What this exercise asks ->
1. According to the profile of Gita Syahrani, in what year was she named the first Indonesian Henry Arnhold Fellow of the Mulago Foundation?
2. Please transcribe the profile of Gita Syahrani word for word, starting at "A natural convener, Gita" and ending at "scalable conservation solutions.".
3. Pick up the profile of Gita Syahrani after its final sentence and keep writing it.

Gita Syahrani learned to love nature from her grandmother, an accomplished professional and avid gardener. “Living with her, my daily task since kindergarten was to water our garden,” she recalls. “She always told me that nature is kind enough to let humans live on earth and provide all the answers, so we need to say thank you every single day.”
That reverence for nature has guided Gita’s entire career—from her early days as a lawyer, when she created the first climate investment division at a corporate law firm in Indonesia, through a series of roles working with public, private, and nonprofit sector leaders to protect critical ecosystems and promote sustainable alternatives to resource extraction and plantations.
Demonstrate an alternative economic pathway for Indonesia built on high-quality value-added products and services deriving from sustainable nature-based innovations.
A natural convener, Gita has always emphasized collaboration and collective action in her work. As head of the Sustainable District Association (Lingkar Temu Kabupaten Lestari) Secretariat from 2017 until recently, she convened a network of diverse global, national, and subnational partners to support nine Indonesian district members of the association in reaching their targets of saving at least 5.5 million hectares of forest and two million hectares of peat by 2030 through innovative ways that increase the welfare of at least one million families. That work led to her being named, in 2020, the first Indonesian Henry Arnhold Fellow of the Mulago Foundation, which recognizes and supports leaders with scalable conservation solutions.

Material provided ->
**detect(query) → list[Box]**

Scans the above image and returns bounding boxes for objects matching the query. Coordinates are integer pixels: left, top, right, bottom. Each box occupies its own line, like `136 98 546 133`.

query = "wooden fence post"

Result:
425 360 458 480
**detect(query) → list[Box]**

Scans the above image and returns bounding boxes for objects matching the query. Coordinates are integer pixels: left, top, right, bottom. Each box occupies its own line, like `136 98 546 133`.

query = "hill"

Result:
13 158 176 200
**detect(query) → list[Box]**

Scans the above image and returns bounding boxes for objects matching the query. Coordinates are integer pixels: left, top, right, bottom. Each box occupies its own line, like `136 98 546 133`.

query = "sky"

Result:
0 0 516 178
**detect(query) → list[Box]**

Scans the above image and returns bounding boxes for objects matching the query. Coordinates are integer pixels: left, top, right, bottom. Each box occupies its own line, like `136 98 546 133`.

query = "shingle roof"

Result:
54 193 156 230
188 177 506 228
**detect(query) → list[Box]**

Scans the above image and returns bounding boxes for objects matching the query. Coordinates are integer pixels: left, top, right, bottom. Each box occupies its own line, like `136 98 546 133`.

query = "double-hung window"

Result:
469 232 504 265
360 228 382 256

Results of the tasks ->
1. 2020

2.
A natural convener, Gita has always emphasized collaboration and collective action in her work. As head of the Sustainable District Association (Lingkar Temu Kabupaten Lestari) Secretariat from 2017 until recently, she convened a network of diverse global, national, and subnational partners to support nine Indonesian district members of the association in reaching their targets of saving at least 5.5 million hectares of forest and two million hectares of peat by 2030 through innovative ways that increase the welfare of at least one million families. That work led to her being named, in 2020, the first Indonesian Henry Arnhold Fellow of the Mulago Foundation, which recognizes and supports leaders with scalable conservation solutions.

3.
To scale up that work and advance a new, nature-based vision for Indonesia’s economic future, Gita also led the convening of a new Earth-Centered Economic Coalition (Koalisi Ekonomi Membumi), which aims to develop a “proof of concept” for the bioeconomy by enabling the launch of 100 nature-based businesses in forest- and peatland-rich districts and provinces by 2026. Gita’s 2023 Climate Breakthrough Award will support collective action to advance those efforts, as well as national and subnational policy advocacy and a public awareness campaign.
“If we succeed, we will have excited leaders, thriving entrepreneurs, and a policy umbrella to integrate nature-based innovation and bioeconomy approaches into the development plans of all these jurisdictions,” Gita says.
Indonesia’s Long Term Development Plan (RPJP) is set to expire in 2025, so this is a crucial time to build momentum. Many studies have pointed to the multiple benefits of protecting and restoring ecosystems; now Gita wants concrete success stories.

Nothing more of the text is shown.